**Given passage**

# How rare are yellow bettas?



## OrangeAugust (Jul 23, 2012)

My local Petsmart has had a number of yellow plakat bettas (or dragonscale... are they the same thing?). I have never seen them anywhere else. They're so awesome and I really want one but I don't have any extra tanks right now! They aren't solid yellow- they have some black outlines to their scales. They're so cool. Are they rare?


----------



## Sivan (Aug 30, 2010)

Yellow is not a common color, especially strong yellows.


----------



## madmonahan (Aug 26, 2012)

I don't think they are to uncommon. I saw some very beautiful yellow VT males at Walmart today. They were unhealthy which means their color was washed out but they where still pretty yellow.


----------



## BeautifulBetta123 (Aug 27, 2012)

A strong pure yellow is rare. Ones with black flecks and other coloured washes are not. The bettas you are describing sound very pretty.


----------



## shellieca (Jul 12, 2012)

**Data lines**
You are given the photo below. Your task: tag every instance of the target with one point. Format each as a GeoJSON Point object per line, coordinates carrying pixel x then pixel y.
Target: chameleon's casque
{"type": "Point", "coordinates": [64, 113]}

**Your tasks**
1. From the yellow betta thread, copy everything from "I don't think" down to "sound very pretty.".
2. List every username that appears as a post heading in the yellow betta thread.

**Outputs in order**
1.
I don't think they are to uncommon. I saw some very beautiful yellow VT males at Walmart today. They were unhealthy which means their color was washed out but they where still pretty yellow.


----------



## BeautifulBetta123 (Aug 27, 2012)

A strong pure yellow is rare. Ones with black flecks and other coloured washes are not. The bettas you are describing sound very pretty.

2.
OrangeAugust
Sivan
madmonahan
BeautifulBetta123
shellieca